### Provided text
Get the fuel gauge working
Tune up engine including new plugs and maybe a points conversion
Tighten the steering (as much as possible)

Check the brakes for any needed repairs.  Per the attached picture it seems the brakes may be ok.
 

Spending some time with it I have these questions:

 

I am finding this truck in pretty good shape. The king pins allow just a little slop of the wheels when off the ground. Measured maybe .100" at the top of the tires.  I doubt new kingpins will reduce this much.   The tie rod ends and all are tight. The air cleaner element visually looks pretty clean, I will replace the oil in the reservoir.  Any specific oil that should be used?

Both ends of the front leaf spring supports need new bushings. I figured they allowing the springs to slop around negatively affecting steering.

I found about 15 psi in the front tires with a large patch of rubber on the ground. With the tire max pressure at 65 I inflated the front to 50 and rear to 40. This should reduce steering effort.

I tightened the steering box nut one turn. With the wheels off the ground there is no slop when changing directions. I don't want to over tighten this adjustment.

I drained the oil. What oil and how many quarts for this truck? I found a metal oil filter in the filter canister that I suspect is incorrect as it is not tall enough to contact the upper clamping portion of the canister. It just sits there with no clamping pressure. I don't think the Fram PB 1/2P would fit properly. I turkey basted the remaining oil from the filter canister. Should this have one of the sock type filters?

### Prompt a
Quote every row from the line containing "Target: asphalt tarmac" down to the end of the rows.
The rows below have no connection to the truck post.

### Material for this exercise
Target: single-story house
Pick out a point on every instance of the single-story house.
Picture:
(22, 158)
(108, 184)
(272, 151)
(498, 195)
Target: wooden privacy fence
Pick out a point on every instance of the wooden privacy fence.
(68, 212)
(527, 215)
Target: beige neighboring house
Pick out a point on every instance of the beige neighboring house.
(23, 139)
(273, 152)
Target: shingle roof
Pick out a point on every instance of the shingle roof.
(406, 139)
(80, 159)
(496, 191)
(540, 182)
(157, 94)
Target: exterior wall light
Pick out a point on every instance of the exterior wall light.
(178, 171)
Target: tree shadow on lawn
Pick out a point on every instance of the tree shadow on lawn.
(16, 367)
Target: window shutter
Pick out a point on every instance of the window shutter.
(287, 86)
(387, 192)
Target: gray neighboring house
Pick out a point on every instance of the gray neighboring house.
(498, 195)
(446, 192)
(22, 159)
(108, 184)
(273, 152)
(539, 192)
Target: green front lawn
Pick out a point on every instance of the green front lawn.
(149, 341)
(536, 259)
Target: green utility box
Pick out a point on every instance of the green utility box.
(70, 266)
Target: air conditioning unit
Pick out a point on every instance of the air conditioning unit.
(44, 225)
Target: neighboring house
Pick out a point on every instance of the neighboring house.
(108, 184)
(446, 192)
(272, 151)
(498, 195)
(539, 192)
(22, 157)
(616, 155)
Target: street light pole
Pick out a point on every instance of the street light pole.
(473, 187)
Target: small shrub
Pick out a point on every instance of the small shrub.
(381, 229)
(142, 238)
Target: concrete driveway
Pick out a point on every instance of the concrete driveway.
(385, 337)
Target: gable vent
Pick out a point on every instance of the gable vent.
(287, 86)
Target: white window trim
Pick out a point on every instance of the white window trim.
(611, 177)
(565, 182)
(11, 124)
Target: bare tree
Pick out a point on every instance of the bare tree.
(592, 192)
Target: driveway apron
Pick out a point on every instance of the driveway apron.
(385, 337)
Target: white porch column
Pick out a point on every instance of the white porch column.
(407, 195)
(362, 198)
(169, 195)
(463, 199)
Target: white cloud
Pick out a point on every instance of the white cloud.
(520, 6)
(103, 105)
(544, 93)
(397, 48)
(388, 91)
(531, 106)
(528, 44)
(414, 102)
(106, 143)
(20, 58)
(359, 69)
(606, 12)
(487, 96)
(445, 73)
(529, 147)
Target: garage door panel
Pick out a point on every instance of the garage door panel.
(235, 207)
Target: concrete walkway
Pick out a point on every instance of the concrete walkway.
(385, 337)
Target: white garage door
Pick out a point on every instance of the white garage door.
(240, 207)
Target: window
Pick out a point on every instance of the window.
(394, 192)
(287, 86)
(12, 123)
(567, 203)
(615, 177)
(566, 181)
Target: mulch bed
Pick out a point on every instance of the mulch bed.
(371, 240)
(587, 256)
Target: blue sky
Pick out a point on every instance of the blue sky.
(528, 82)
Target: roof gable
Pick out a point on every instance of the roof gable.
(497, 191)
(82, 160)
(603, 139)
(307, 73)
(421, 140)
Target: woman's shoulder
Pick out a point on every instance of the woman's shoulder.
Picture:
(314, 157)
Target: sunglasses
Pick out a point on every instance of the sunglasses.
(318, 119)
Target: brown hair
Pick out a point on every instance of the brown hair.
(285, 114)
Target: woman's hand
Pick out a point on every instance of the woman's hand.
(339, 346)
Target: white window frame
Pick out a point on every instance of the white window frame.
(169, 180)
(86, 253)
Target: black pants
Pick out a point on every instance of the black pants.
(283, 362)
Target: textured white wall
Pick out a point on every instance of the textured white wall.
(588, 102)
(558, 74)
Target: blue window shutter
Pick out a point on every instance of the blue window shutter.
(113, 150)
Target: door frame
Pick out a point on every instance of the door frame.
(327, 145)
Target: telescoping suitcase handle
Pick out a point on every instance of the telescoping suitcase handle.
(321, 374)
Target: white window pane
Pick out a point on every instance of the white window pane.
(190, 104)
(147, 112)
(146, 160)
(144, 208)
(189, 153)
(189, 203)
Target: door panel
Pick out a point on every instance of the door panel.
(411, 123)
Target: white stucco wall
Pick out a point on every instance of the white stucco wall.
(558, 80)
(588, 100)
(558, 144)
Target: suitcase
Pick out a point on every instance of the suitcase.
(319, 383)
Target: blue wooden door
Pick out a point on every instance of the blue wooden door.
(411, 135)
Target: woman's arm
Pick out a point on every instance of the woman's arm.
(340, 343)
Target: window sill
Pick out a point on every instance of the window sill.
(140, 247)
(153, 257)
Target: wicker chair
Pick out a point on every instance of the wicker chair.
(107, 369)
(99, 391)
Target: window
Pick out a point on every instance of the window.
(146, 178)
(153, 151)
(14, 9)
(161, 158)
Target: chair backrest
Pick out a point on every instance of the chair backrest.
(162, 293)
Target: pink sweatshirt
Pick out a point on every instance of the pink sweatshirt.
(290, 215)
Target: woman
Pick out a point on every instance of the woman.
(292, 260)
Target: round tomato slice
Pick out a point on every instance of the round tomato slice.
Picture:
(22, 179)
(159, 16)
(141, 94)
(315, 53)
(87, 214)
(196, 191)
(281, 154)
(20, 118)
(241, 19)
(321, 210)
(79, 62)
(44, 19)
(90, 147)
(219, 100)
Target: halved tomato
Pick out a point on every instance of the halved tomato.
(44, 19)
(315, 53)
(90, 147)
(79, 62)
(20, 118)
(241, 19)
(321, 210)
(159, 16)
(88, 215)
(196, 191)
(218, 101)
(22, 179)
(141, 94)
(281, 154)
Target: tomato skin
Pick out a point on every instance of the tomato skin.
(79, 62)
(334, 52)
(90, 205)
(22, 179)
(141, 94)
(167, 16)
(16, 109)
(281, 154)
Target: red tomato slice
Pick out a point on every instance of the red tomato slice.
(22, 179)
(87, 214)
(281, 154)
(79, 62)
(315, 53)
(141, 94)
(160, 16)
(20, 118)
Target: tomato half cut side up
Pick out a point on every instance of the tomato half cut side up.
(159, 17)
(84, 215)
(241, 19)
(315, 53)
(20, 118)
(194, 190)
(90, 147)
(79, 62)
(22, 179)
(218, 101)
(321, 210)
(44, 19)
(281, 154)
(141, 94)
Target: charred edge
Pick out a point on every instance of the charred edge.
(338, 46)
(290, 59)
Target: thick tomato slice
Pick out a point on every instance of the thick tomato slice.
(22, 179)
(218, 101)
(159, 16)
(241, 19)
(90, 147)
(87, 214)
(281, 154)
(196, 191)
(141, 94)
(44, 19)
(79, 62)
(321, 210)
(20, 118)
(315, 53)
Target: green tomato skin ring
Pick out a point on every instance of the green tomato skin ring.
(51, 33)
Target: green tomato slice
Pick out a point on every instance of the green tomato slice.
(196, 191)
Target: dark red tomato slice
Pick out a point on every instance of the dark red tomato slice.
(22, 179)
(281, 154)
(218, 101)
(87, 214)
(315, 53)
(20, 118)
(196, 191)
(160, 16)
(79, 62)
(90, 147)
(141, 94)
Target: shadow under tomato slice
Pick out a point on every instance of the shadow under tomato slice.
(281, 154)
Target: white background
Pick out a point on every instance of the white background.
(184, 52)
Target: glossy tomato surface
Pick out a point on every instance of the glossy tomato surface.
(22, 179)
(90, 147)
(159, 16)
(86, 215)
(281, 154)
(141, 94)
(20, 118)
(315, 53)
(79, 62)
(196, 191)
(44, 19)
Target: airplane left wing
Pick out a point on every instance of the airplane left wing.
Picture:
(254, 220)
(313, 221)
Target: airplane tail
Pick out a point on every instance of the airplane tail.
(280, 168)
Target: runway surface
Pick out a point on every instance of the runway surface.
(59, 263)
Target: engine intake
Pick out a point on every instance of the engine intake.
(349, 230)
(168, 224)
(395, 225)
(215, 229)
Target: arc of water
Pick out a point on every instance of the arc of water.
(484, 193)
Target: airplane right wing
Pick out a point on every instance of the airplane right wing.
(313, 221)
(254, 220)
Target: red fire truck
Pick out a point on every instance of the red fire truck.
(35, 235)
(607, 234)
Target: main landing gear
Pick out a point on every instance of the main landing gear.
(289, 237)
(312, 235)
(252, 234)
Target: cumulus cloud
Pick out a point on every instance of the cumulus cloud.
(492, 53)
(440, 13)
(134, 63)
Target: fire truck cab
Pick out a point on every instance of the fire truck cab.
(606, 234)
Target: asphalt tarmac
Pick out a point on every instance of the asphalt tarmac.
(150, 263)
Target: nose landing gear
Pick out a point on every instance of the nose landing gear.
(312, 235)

### Prompt b
What questions does the truck post ask? List each one.

### Exercise solution a
Target: asphalt tarmac
Pick out a point on every instance of the asphalt tarmac.
(150, 263)
Target: nose landing gear
Pick out a point on every instance of the nose landing gear.
(312, 235)

### Exercise solution b
- Any specific oil that should be used?
- What oil and how many quarts for this truck?
- Should this have one of the sock type filters?